(CONSIGNE 1):
Répondez à ces questions sur le texte fourni.
(a) Au lieu de vouloir vous admirer, que veulent les hommes ?
(b) Selon le texte fourni, quel est « le principe de toute impertinence » ?
(c) Que demande le fait de dire modestement d'une chose qu'elle est bonne ou mauvaise, avec les raisons pourquoi elle est telle ?

(TEXTE FOURNI):
* * *
16 L’esprit de la conversation consiste bien moins à en montrer beaucoup qu’à en faire trouver
aux autres ; celui qui sort de votre entretien content de soi et de son esprit l’est de vous parfaitement.
Les hommes n’aiment point à vous admirer, ils veulent plaire ; ils cherchent moins à être instruits et
même réjouis qu’à être goûtés et applaudis ; et le plaisir le plus délicat est de faire celui d’autrui.
18 C’est une grande misère que de n’avoir pas assez d’esprit pour bien parler, ni assez de
jugement pour se taire.
Voilà le principe de toute impertinence.
19 Dire d’une chose modestement ou qu’elle est bonne ou qu’elle est mauvaise, et les raisons
pourquoi elle est telle, demande du bon sens et de l’expression : c’est une affaire.
Il est plus court de
prononcer d’un ton décisif, et qui emporte la preuve de ce qu’on avance, ou qu’elle est exécrable, ou
qu’elle est miraculeuse.
* * *
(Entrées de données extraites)

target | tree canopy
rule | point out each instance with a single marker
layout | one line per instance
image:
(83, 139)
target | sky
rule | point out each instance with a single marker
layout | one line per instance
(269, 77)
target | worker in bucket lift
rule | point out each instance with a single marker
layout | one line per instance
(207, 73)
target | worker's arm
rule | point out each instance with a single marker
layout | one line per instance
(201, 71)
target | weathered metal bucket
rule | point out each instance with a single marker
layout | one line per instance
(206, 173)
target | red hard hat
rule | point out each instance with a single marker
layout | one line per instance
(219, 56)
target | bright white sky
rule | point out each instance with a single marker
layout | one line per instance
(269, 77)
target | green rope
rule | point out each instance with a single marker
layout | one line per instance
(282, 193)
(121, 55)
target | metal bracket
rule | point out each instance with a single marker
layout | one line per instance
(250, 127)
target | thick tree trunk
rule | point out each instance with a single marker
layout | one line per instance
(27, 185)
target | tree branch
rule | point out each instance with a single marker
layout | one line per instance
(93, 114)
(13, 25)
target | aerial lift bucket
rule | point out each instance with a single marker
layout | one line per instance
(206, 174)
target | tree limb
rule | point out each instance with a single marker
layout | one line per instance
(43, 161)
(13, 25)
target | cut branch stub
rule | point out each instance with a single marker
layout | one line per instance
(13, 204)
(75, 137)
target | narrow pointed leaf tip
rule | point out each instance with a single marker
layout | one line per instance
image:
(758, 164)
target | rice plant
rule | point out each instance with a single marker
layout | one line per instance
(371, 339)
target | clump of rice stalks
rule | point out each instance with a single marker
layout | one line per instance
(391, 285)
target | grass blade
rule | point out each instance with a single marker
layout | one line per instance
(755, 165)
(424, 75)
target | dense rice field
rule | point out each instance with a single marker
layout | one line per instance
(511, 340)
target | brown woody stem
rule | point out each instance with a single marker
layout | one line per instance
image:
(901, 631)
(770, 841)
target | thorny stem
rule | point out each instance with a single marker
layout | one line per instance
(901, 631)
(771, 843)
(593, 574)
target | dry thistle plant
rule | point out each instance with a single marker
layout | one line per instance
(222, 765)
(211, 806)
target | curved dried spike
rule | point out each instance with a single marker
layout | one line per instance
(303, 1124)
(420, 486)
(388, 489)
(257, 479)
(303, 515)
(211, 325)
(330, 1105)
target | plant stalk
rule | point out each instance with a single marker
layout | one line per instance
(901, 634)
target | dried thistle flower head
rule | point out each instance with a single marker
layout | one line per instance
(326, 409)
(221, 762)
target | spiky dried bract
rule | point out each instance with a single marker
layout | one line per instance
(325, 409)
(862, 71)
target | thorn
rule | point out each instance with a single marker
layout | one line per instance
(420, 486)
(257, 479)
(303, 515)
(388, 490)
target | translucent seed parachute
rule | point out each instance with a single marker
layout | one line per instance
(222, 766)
* * *
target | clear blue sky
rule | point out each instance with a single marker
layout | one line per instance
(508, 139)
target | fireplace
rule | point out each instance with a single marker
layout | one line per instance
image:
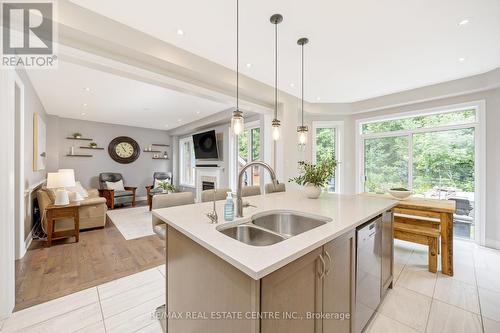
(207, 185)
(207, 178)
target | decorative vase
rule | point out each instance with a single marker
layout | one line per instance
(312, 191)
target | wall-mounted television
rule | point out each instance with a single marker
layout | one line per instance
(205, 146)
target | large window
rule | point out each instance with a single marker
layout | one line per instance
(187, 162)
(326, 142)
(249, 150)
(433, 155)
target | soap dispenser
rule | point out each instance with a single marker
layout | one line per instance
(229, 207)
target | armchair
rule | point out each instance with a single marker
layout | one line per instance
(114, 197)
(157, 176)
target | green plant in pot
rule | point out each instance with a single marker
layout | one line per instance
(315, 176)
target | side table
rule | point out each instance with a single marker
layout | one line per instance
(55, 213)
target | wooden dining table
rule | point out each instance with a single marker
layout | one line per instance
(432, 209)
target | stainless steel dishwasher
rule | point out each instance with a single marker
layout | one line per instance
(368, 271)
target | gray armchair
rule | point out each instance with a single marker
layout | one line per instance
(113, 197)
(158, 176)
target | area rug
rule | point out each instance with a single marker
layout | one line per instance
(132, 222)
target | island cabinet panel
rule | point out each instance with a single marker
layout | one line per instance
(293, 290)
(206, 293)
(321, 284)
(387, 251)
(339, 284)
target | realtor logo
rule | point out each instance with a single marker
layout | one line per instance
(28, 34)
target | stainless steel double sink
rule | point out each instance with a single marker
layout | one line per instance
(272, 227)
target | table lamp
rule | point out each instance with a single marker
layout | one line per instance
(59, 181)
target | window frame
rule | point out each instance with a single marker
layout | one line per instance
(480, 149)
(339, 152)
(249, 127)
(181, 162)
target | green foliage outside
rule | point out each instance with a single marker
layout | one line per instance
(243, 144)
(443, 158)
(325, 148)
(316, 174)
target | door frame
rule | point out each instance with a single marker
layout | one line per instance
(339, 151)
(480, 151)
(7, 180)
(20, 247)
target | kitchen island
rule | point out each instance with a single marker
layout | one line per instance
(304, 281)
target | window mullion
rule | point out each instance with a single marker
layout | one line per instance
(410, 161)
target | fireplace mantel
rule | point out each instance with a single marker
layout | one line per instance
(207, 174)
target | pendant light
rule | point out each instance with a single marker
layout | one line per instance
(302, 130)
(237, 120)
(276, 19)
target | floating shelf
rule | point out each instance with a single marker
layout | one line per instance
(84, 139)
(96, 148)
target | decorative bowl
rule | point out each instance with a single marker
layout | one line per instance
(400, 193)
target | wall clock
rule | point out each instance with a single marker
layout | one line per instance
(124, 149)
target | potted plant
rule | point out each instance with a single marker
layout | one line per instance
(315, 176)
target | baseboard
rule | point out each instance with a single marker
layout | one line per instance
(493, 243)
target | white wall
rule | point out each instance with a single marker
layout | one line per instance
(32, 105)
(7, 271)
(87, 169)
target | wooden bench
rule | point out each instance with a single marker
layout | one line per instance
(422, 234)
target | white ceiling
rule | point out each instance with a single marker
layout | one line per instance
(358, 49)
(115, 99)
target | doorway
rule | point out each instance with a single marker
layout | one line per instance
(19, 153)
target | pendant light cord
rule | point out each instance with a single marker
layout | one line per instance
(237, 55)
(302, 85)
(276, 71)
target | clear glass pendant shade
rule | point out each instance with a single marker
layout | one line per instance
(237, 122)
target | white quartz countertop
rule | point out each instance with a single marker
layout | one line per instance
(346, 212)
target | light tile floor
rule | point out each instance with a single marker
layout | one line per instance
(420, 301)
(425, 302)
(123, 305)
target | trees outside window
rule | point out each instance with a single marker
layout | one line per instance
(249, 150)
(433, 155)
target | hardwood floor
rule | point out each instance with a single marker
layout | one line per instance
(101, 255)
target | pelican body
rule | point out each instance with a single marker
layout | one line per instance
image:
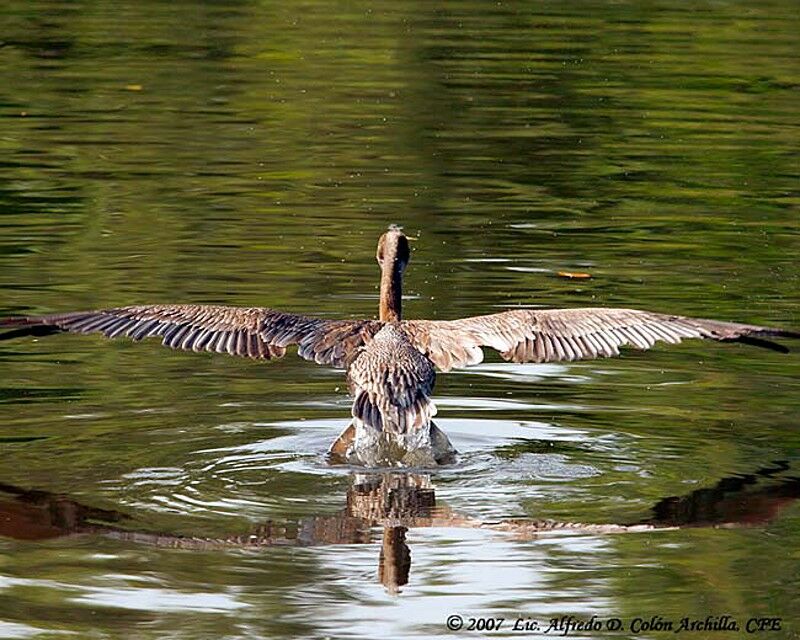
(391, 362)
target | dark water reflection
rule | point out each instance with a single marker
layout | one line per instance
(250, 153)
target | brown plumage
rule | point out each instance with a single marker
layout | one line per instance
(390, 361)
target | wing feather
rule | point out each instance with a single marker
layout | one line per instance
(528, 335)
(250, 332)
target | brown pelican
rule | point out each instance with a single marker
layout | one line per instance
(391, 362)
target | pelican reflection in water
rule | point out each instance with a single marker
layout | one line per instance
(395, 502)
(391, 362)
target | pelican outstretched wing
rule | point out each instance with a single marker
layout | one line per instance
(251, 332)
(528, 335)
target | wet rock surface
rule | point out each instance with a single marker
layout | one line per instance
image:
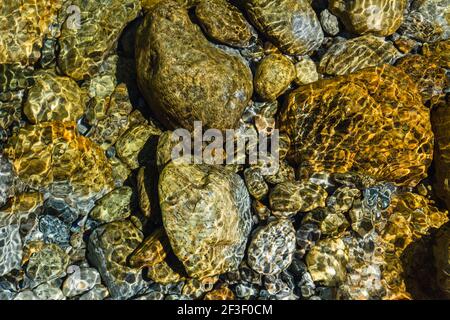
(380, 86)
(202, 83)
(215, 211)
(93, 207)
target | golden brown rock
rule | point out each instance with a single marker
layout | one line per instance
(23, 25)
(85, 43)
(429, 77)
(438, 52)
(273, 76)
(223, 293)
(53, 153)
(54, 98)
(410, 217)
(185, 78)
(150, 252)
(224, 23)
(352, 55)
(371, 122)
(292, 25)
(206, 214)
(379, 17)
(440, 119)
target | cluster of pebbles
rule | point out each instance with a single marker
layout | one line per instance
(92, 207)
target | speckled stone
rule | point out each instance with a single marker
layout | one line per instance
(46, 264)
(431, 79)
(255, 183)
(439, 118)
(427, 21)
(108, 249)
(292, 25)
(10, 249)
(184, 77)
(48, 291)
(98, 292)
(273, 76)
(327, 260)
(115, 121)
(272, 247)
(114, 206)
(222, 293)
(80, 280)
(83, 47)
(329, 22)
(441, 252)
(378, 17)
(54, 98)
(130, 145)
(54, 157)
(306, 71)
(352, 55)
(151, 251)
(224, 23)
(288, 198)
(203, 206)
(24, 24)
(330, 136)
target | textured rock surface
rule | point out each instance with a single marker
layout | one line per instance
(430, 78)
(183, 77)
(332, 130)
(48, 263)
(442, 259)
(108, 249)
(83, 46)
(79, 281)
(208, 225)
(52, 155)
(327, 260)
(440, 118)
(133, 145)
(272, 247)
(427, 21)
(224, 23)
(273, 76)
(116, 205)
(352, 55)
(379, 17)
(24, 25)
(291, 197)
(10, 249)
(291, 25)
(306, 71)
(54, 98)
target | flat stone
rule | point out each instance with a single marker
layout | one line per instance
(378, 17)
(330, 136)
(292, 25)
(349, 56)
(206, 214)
* * *
(CONSIGNE 2): Comptez les lignes des entrées qui contiennent la chaîne "armchair", en respectant la casse, et donnez uniquement ce nombre.

(RÉPONSE 1):
(a) Ils veulent plaire.
(b) N'avoir pas assez d'esprit pour bien parler, ni assez de jugement pour se taire.
(c) Du bon sens et de l'expression.

(RÉPONSE 2): 2